» **Work instructions**
Search the entries below. Return every line that has "beach" in it.

------------

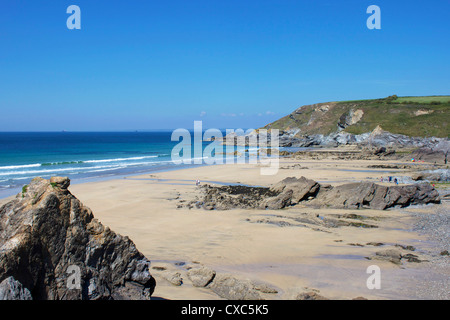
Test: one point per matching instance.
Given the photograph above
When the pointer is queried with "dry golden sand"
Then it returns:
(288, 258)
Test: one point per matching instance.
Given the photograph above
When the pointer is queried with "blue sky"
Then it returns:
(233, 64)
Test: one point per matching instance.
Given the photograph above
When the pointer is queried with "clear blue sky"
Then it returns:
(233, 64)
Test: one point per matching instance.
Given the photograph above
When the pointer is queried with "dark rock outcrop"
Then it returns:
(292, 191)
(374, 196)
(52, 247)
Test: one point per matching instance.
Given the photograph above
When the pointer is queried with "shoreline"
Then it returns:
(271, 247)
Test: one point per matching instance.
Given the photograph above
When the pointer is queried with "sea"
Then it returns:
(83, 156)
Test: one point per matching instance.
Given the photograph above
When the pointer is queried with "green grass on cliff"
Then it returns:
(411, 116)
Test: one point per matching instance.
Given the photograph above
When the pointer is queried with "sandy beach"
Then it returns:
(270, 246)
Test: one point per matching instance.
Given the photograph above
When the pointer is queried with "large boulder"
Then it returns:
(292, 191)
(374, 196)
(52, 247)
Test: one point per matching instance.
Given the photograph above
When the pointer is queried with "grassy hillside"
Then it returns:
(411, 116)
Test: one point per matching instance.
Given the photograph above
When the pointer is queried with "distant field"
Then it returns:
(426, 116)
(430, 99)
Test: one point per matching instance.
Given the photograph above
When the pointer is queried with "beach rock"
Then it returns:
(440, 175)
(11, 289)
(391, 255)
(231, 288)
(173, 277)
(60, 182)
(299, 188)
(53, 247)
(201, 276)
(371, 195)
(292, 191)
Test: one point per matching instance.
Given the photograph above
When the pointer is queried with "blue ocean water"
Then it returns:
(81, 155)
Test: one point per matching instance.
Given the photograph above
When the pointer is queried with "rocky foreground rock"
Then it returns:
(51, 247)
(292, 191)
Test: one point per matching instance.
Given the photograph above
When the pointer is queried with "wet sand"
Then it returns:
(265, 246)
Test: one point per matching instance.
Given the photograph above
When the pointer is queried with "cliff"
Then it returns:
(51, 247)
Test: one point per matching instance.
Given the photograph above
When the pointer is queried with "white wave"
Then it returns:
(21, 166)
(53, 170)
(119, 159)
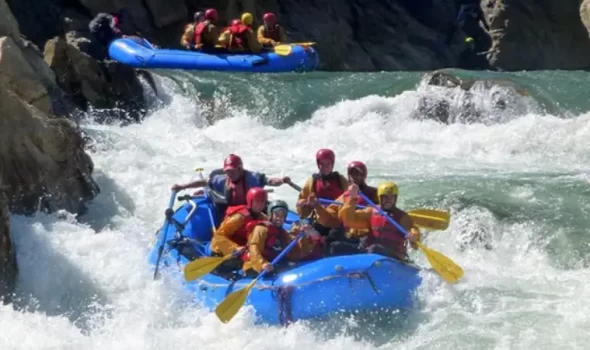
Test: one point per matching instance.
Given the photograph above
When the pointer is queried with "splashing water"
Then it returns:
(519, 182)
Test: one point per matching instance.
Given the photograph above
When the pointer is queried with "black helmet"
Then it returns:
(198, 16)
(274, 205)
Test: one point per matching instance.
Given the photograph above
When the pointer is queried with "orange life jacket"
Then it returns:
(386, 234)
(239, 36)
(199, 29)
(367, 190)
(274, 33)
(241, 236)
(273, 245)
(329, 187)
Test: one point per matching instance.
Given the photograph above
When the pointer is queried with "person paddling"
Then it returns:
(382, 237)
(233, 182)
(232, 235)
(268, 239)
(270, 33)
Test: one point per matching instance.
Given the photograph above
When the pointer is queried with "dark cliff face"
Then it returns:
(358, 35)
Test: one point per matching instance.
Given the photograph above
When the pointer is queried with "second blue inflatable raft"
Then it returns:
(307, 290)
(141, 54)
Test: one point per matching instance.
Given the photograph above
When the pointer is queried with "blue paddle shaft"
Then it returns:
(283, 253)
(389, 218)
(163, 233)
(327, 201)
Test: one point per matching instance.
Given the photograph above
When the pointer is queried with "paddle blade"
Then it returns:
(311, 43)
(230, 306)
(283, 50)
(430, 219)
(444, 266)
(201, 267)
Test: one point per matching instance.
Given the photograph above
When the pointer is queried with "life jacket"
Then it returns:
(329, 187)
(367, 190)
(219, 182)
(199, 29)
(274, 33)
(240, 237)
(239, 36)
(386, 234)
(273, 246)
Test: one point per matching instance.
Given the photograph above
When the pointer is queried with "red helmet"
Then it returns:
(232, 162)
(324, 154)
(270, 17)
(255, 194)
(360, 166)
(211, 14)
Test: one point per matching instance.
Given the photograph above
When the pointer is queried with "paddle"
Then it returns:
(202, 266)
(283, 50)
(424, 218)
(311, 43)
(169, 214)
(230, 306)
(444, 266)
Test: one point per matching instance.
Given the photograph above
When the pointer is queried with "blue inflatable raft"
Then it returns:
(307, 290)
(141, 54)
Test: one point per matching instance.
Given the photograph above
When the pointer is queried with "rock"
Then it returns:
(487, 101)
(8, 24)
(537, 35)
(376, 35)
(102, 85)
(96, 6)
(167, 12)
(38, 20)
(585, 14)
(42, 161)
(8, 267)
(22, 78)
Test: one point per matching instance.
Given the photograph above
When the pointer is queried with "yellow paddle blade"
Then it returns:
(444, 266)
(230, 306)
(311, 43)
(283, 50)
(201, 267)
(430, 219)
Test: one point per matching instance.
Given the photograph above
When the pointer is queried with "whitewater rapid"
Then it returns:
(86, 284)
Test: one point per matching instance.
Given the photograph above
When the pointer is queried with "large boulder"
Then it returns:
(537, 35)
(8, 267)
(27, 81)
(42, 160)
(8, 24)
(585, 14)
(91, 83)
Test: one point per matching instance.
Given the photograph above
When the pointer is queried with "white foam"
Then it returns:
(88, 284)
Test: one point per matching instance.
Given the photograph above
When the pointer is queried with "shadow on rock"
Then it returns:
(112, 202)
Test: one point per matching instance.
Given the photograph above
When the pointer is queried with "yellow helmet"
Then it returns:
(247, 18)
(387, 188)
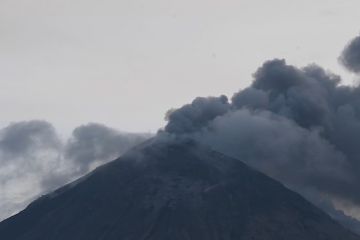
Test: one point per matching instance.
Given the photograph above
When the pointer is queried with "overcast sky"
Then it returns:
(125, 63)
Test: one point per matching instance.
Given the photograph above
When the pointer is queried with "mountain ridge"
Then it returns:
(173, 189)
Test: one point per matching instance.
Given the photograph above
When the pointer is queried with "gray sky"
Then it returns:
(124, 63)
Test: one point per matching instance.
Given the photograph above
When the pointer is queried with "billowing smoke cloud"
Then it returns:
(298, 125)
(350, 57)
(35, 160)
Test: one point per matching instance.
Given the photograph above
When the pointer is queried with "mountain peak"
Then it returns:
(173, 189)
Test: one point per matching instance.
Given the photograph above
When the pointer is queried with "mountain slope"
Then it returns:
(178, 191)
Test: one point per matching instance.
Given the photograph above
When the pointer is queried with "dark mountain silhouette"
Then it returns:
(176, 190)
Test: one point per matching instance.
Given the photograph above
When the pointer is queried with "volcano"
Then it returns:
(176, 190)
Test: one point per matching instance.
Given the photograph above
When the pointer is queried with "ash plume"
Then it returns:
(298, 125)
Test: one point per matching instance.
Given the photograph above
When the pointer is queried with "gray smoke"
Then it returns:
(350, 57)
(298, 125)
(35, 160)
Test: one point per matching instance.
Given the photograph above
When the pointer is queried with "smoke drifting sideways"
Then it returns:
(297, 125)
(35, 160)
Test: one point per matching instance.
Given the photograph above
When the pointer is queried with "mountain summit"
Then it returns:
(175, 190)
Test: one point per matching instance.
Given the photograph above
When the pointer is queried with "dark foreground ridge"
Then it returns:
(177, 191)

------------

» **Answer below**
When the pointer is queried with "sandy beach"
When the pointer is queried with "beach rock"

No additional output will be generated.